------ Document excerpt ------
9.8 Waiver. The failure of any party to insist on or enforce strict performance of any provision of this Agreement or to exercise any right or remedy under this Agreement or applicable law will not be construed as a waiver or relinquishment to any extent of the right to assert or rely upon any such provision, right or remedy in that or any other instance; rather, the same will be and remain in full force and effect. Waiver by either party of a breach of any provision contained herein must be in writing, and no such waiver will be construed as a waiver of any other and/or succeeding breach of such provision or a waiver of the provision itself.
9.9 Assignment. Customer will not have the right or the power to assign any of Customer’s rights or delegate the performance of any of Customer’s obligations under this Agreement without the prior written consent of Plan The Job, Inc., including in the case of a merger.
9.10 Force Majeure. Neither party will be liable for any losses arising out of the delay or interruption of its performance of obligations under the Agreement due to any acts of God, acts of civil or military authorities, civil disturbances, wars, strikes or other labor disputes, fires, transportation contingencies, interruptions in telecommunications, utility, Internet services or network provider services, acts or omissions of a third party, infiltration or disruption of Services by a third party by any means, including without limitation, DDoS attacks, software viruses, Trojan horses, worms, time bombs or any other software program or technology designed to disrupt or delay the Plan The Job, Inc. Products or services, or other catastrophes or any other occurrences which are beyond such parties' reasonable control (each a “Force Majeure Event”), provided that the party delayed will provide the other party notice of any such delay or interruption as soon as reasonably practicable, will use commercially reasonable efforts to minimize any delays or interruptions resulting from the Force Majeure Event and in no event will any failure to pay any monetary sum due under this Agreement be excused for any Force Majeure Event.
9.11 Telephone Recording. Customer acknowledges, agrees and consents to Plan The Job, Inc. monitoring and recording any customer service telephone conversations with Customer at any time, without additional further notice to the parties to such conversations.
9.12 Entire Agreement. This Agreement together with all of Plan The Job, Inc.'s policies referenced herein sets forth the entire understanding and agreement of the parties, and supersedes any and all prior or contemporaneous oral or written agreements or understandings between the parties, as to the subject matter of this Agreement. Customer acknowledges that this Agreement reflects an informed, voluntary allocation between Plan The Job, Inc. and Customer of all risks (both known and unknown) associated with the Plan The Job, Inc. products or Services.
9.13 Survival. The provisions of this Agreement relating to any fees or other amounts owed, payment of interest on unpaid fees, confidentiality, warranties, limitation of liability, indemnification, governing law, severability, headings and this paragraph shall survive termination or expiration of this Agreement.
------
Exercise instructions:
Give the number and title of each section in the agreement excerpt above.
------ Provided material ------
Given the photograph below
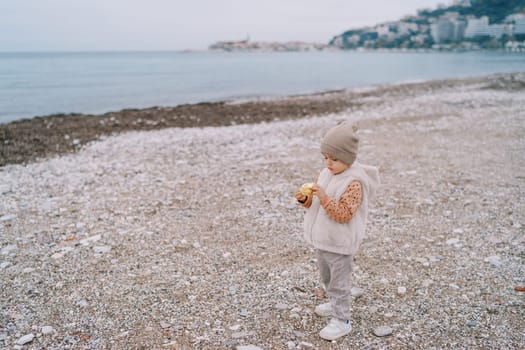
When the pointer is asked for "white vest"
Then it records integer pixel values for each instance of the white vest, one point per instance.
(327, 234)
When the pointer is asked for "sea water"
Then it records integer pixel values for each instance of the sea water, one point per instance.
(39, 84)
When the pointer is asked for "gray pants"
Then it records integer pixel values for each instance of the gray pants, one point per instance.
(336, 276)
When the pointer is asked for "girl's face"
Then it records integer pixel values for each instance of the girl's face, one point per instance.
(334, 165)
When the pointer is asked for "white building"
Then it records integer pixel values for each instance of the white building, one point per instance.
(477, 27)
(519, 26)
(447, 28)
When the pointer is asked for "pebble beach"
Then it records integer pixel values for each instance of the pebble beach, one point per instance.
(166, 236)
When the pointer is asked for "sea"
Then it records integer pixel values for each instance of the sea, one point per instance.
(44, 83)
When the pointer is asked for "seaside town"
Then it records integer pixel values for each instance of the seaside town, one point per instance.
(455, 27)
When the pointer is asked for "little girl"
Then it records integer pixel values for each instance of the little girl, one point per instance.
(335, 222)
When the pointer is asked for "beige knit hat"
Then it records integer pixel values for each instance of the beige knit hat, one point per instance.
(341, 143)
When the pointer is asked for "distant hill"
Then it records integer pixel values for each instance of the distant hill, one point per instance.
(468, 24)
(495, 10)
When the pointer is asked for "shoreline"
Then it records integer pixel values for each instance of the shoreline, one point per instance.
(191, 238)
(27, 140)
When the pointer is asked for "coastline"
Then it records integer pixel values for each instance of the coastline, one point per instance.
(27, 140)
(191, 238)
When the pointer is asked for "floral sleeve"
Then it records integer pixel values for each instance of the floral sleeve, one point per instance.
(343, 210)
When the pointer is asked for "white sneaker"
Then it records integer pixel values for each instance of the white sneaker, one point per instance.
(324, 310)
(335, 329)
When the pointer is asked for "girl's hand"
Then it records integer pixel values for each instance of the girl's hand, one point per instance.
(300, 197)
(319, 192)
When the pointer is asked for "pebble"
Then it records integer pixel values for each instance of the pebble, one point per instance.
(494, 260)
(452, 241)
(281, 306)
(47, 330)
(28, 338)
(383, 331)
(9, 249)
(357, 292)
(102, 249)
(7, 217)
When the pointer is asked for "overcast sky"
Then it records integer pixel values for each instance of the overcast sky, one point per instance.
(79, 25)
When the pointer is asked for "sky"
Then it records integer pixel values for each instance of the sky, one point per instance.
(111, 25)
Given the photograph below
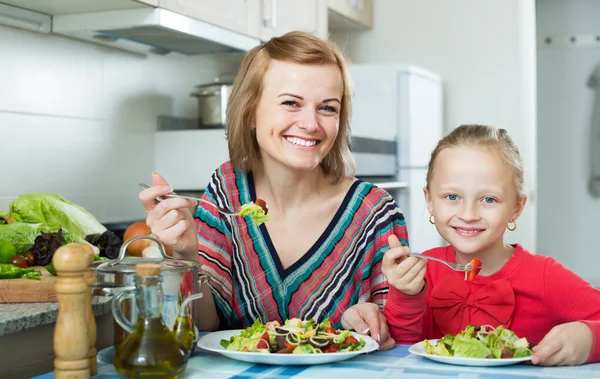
------
Result below:
9.8 Waiver
9.9 Assignment
9.10 Force Majeure
9.11 Telephone Recording
9.12 Entire Agreement
9.13 Survival